When you respond, restate each record exactly as it is given.

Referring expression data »

====================

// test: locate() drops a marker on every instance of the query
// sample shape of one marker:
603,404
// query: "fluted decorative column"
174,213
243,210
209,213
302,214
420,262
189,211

====================

Solution for this task »
// test: locate() drops a marker on every instance of the query
// sample shape of one marker:
603,404
// query: "fluted decorative column"
174,213
243,210
209,213
302,214
420,262
189,211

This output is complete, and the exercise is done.